11
Experimental / Suggested calling convention
« Last post by Jubatian on August 03, 2014, 09:43:35 PM »After quite a while of experimenting with the RRPGE CPU, maybe it is time to determine some useful calling conventions, that is, how function calls should be formatted, and how higher level languages may work with them.
Note that the specification lists instruction timings for the CPU, which will be relied upon here. Although I did not release how I sketched up the internal operation of the processor yet, it exists (defining a weakly pipelined construction), so these timings have some ground.
How functions work on this CPU
The RRPGE CPU defines specific opcodes for function call (JFA, JFR and JSV) which all work by the same base idea. They establish a new stack frame, and may also contain up to 16 function parameters as extension to the opcode. The function entry normally takes 9 cycles, then each parameter fetch another 4 cycles. Since when establishing the new stack frame, also involving pushing the return address, the number of parameters are not known, the return address will point at the first function parameter. No problem since the parameters can be formatted as NOPs, so the CPU simply skims over them again at an 1 cycle / instruction rate. So in total normally 5 cycles are taken for each parameter, which parameters will be accessible on the stack (simply by BP relative addressing) within the function body.
There is no way to manually build up a new stack frame, no push and pop, so this is the only way to do a function call. However it leaves many things not set in stone, which should be carved out to get a functional calling convention.

**Your instructions**
Answer these questions from the post on the RRPGE CPU calling convention:
1. Which opcodes does the RRPGE CPU define for function calls?
2. How many cycles does the function entry normally take?
3. At what does the return address point after a new stack frame is established?
The material that follows is not needed for anything here.

**Data provided**
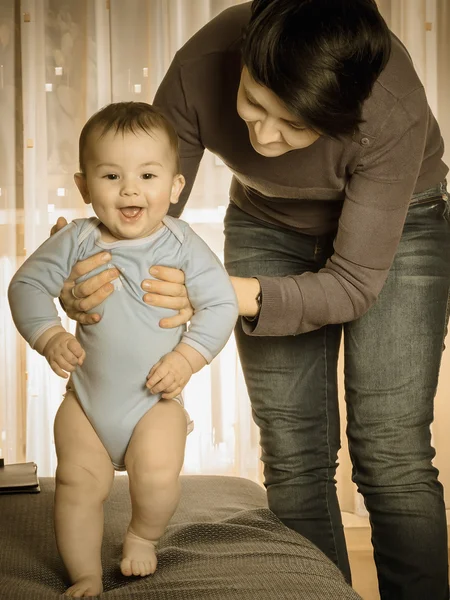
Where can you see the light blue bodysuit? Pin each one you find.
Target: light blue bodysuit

**Result below**
1. JFA, JFR and JSV.
2. 9 cycles.
3. The first function parameter.